Records contained in a dataset:
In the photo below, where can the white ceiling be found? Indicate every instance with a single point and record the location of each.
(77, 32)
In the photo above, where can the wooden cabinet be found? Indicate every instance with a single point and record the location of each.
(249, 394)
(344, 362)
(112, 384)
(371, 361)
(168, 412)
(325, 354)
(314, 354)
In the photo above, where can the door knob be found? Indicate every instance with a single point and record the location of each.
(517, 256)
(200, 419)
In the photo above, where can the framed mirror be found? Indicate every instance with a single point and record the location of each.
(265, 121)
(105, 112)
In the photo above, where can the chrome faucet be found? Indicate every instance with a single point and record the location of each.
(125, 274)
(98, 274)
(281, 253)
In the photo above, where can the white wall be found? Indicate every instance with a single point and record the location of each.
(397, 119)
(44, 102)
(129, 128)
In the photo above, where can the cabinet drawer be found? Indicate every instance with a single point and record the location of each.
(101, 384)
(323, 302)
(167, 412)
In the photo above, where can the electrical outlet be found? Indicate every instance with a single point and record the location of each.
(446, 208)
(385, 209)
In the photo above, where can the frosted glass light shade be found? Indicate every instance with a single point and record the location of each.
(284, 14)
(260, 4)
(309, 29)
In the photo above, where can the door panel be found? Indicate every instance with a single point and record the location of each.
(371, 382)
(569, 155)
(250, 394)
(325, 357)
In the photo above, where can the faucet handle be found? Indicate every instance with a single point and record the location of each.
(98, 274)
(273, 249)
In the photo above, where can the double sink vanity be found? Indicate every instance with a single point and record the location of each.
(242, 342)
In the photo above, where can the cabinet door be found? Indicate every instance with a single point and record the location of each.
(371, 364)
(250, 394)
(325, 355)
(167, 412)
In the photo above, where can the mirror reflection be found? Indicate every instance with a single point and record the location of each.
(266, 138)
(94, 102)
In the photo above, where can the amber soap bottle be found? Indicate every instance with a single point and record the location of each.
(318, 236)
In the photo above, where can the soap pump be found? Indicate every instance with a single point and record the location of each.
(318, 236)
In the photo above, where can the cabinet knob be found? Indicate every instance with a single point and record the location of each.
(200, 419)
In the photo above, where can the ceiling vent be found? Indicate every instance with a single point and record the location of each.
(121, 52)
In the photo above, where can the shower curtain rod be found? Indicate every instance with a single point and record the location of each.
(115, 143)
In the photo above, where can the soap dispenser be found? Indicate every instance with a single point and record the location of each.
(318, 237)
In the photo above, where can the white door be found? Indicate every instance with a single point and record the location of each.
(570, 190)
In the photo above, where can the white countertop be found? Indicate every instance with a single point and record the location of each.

REQUIREMENT:
What's needed is an exact copy of every entry.

RESPONSE BOX:
In the photo below, where can the white ceiling be found? Indicate every instance with a single point and record the location of each.
(77, 32)
In the photo above, where can the wooden cabinet be found? Indicate every instance with a single point and record the location of each.
(249, 394)
(344, 362)
(112, 384)
(371, 361)
(168, 412)
(325, 354)
(314, 354)
In the photo above, where can the door knob be found? Indicate every instance with a single point and record the location of each.
(517, 256)
(200, 419)
In the photo above, where can the framed mirror be found? Indicate every instance with a single point and record the location of each.
(265, 121)
(105, 112)
In the photo above, where can the chrome faucet be found? Indicate every instance with a single point and record the location of each.
(125, 274)
(98, 274)
(281, 253)
In the photo above, where can the white wall be found? Indicate every instance with a single point and record the location of each.
(397, 119)
(44, 102)
(129, 128)
In the photo above, where can the cabinet drawer be found? Indicate every instance with a single point and record the location of each.
(101, 384)
(323, 302)
(167, 412)
In the photo above, where can the electrical outlet be found? Indicate every instance with a single point and record the location of each.
(446, 208)
(385, 209)
In the photo above, where can the frosted glass light shade be found? Indicate every instance with a single point and record the location of each.
(284, 14)
(260, 4)
(309, 29)
In the photo above, where can the door panel be found? Indicate every instance with a single point and record the location of each.
(371, 382)
(569, 155)
(250, 394)
(325, 357)
In the photo above, where can the faucet handle be found? Indicate every instance with a single point and record the location of each.
(98, 274)
(273, 249)
In the photo above, where can the double sink vanity be found? Indicate every instance with a single point and record the location of each.
(242, 342)
In the photo above, where can the cabinet door be found? Indicate every instance with a single point and record the location of each.
(371, 364)
(250, 394)
(325, 355)
(167, 412)
In the photo above, where can the mirror reflection be found? Indicate every instance with a single point and record the location of each.
(266, 138)
(94, 102)
In the photo above, where can the amber soap bottle be found? Indicate every instance with a single point and record the location of each.
(318, 236)
In the photo above, where can the soap pump be found? Indicate every instance with a single point and record the location of each.
(318, 236)
In the photo above, where can the cabinet knob be found? Indicate every instance with a single point and record the location of each.
(200, 419)
In the photo above, where can the ceiling vent be found? Indicate every instance with a single point and record the location of each.
(121, 52)
In the photo above, where can the shower curtain rod be found? Indicate every instance with a single point and record the location of each.
(115, 143)
In the photo above, where can the soap dispenser be found? Indicate every instance with a single point and record the location of each.
(318, 237)
In the photo above, where can the white door be found? Indicate every instance with a single point and record the location of each.
(570, 190)
In the photo above, where can the white countertop be found? Indicate every instance with a single point and record the location of each.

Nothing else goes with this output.